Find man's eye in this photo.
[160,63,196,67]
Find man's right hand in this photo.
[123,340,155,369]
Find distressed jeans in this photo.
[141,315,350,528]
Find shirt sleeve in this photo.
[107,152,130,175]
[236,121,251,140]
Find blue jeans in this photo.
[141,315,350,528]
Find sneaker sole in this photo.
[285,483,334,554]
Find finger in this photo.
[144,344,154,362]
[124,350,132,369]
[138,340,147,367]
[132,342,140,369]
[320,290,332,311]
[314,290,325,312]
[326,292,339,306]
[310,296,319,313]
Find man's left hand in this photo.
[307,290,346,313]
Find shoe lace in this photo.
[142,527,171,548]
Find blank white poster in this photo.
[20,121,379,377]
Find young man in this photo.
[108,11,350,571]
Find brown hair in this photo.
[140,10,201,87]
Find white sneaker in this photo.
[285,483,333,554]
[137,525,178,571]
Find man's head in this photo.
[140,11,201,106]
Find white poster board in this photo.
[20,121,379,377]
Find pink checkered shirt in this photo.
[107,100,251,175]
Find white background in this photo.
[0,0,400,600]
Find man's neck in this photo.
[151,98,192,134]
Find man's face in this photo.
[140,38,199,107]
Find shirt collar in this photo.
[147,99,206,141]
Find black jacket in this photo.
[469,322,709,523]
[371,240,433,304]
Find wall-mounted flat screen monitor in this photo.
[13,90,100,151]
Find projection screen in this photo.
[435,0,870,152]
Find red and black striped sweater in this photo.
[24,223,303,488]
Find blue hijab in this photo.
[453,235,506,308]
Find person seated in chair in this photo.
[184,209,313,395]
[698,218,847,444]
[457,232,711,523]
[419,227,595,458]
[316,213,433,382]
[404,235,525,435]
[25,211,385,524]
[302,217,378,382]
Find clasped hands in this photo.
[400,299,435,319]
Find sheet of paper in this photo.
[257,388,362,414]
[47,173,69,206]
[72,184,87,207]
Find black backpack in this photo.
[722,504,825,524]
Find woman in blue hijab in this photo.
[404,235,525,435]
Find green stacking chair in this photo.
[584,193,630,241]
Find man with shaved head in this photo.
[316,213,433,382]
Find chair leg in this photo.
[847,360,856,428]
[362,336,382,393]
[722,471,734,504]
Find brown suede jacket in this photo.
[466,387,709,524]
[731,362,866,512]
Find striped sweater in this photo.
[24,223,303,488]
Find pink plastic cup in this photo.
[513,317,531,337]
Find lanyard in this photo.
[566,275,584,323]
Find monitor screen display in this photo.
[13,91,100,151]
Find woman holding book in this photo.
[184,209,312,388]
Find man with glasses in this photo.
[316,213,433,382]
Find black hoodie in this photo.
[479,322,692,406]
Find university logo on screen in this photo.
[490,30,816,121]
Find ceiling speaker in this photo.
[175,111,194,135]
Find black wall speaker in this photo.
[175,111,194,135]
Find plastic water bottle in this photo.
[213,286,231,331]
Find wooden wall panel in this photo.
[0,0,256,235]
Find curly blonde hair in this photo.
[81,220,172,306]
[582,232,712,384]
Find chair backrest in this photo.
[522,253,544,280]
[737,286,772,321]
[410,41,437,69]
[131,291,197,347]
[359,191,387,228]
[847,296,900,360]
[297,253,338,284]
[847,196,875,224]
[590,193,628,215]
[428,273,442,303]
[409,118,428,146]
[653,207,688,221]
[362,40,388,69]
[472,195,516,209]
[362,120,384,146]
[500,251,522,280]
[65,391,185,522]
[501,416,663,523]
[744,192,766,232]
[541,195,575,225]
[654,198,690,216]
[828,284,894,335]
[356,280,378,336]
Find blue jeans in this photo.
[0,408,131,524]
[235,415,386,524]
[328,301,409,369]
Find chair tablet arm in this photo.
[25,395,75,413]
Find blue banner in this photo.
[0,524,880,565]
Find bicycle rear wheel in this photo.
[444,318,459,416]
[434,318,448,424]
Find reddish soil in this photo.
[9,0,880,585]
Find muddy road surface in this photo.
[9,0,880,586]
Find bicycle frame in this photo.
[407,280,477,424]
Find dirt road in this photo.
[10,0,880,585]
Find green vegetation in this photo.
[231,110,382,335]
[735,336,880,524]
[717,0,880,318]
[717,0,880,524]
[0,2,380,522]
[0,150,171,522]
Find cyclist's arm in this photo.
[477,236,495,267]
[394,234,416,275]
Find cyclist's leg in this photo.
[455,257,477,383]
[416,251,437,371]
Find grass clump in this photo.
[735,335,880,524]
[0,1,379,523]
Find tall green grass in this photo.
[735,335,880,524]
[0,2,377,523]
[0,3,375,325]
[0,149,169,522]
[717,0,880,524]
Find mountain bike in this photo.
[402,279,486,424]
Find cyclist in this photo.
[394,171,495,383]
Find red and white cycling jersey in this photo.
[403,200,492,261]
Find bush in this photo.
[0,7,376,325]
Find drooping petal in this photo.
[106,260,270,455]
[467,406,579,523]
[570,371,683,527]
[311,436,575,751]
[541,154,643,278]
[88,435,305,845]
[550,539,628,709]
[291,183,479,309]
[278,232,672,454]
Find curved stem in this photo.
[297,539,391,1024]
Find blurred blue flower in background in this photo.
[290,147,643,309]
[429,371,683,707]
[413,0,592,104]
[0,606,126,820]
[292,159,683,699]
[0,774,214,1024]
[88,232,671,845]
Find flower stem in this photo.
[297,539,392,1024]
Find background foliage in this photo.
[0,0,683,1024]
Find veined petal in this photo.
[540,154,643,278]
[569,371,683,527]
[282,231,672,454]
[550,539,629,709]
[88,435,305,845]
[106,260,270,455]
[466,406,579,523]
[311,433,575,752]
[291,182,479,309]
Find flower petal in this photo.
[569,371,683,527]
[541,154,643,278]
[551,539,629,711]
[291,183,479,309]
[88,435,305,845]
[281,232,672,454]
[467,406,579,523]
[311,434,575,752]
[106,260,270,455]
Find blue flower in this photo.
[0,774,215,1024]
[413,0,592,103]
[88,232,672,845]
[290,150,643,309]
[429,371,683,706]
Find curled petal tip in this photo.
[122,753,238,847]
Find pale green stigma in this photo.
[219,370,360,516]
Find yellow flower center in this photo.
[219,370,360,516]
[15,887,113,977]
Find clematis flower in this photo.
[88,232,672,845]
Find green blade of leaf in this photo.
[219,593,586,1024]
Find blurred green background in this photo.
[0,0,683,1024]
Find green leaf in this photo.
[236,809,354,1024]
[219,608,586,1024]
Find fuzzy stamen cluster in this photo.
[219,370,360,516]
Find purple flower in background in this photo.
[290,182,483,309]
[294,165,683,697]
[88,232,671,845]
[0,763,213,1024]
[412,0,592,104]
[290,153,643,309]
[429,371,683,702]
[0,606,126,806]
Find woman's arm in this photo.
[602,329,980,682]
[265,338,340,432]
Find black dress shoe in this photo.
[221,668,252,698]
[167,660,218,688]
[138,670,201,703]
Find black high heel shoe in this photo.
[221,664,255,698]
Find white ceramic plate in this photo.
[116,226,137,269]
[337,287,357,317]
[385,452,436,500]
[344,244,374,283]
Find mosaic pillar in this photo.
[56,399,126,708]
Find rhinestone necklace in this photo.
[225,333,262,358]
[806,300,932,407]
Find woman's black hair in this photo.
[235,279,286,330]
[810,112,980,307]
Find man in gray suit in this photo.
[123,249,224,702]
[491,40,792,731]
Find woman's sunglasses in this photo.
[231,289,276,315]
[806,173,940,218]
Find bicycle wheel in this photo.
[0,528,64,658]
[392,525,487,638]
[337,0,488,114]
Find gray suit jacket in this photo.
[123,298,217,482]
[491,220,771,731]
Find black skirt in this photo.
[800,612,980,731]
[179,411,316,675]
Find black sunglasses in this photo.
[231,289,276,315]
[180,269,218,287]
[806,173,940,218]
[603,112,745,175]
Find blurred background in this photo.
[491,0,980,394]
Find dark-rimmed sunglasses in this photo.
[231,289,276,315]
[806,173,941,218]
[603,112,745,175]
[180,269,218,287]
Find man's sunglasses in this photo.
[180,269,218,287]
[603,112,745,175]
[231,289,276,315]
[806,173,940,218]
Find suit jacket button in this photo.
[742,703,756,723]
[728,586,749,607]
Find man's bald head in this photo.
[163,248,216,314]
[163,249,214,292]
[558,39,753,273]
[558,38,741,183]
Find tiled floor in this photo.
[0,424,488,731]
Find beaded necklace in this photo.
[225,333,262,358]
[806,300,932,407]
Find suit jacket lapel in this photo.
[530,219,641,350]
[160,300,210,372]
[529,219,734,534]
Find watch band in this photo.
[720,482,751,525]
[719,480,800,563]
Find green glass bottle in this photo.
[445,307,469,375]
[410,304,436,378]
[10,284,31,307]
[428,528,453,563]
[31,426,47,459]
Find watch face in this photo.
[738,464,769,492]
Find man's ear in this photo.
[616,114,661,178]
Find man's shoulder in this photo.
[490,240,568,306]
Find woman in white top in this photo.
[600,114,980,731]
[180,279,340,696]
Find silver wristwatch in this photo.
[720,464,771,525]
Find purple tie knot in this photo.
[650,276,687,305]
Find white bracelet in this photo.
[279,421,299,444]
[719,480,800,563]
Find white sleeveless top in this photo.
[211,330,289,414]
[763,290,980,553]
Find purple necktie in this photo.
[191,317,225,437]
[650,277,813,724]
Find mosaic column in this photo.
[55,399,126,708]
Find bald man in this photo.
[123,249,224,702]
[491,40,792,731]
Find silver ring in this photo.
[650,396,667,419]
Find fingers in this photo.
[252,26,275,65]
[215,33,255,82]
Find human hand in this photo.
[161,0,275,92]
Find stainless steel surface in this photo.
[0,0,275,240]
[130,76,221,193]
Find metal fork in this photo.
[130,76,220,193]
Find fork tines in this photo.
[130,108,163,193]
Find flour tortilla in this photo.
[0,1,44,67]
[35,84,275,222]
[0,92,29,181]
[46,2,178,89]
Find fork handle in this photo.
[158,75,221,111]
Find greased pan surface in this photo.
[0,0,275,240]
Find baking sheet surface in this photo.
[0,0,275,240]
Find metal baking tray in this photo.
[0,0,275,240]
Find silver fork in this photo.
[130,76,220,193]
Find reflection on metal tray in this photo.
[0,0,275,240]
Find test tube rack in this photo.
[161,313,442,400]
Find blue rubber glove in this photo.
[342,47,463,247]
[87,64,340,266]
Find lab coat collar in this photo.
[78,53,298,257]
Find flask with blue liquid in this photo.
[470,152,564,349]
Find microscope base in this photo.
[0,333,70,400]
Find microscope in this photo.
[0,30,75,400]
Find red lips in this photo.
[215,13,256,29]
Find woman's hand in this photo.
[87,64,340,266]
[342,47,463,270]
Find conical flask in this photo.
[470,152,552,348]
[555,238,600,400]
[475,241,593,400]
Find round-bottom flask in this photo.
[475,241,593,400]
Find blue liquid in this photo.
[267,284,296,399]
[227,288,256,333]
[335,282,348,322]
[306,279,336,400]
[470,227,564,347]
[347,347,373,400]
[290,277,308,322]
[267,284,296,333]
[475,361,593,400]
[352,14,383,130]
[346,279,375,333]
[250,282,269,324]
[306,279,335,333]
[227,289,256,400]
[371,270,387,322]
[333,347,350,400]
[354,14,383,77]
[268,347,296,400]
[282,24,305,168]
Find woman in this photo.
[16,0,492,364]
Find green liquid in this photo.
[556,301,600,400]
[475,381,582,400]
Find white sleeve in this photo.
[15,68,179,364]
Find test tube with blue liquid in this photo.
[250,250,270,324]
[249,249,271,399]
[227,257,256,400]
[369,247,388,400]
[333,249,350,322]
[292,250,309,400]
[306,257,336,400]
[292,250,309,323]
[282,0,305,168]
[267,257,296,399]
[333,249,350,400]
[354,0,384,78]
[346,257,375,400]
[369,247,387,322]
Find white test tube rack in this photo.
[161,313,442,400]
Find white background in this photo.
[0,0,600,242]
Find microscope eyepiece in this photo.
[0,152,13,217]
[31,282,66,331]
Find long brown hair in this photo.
******************************
(WHAT YOU SHOULD DO): Return, word for word, every line from the line with "Find woman in this photo." to the final line of the data.

(COMPLETED EXERCISE):
Find woman in this photo.
[16,0,492,364]
Find green liquid in this photo.
[556,301,600,400]
[475,381,582,400]
Find white sleeve in this photo.
[15,68,179,364]
Find test tube with blue liquid in this photo.
[250,250,270,324]
[249,249,271,399]
[227,257,256,400]
[369,247,388,400]
[333,249,350,322]
[292,250,309,400]
[306,257,336,400]
[292,250,309,323]
[282,0,305,168]
[267,257,296,399]
[333,249,350,400]
[354,0,384,78]
[346,257,375,400]
[369,247,387,322]
Find white test tube rack in this photo.
[161,313,442,400]
Find white background in this photo.
[0,0,600,242]
Find microscope eyepiece in this photo.
[0,152,13,217]
[31,282,66,331]
Find long brown hair in this photo.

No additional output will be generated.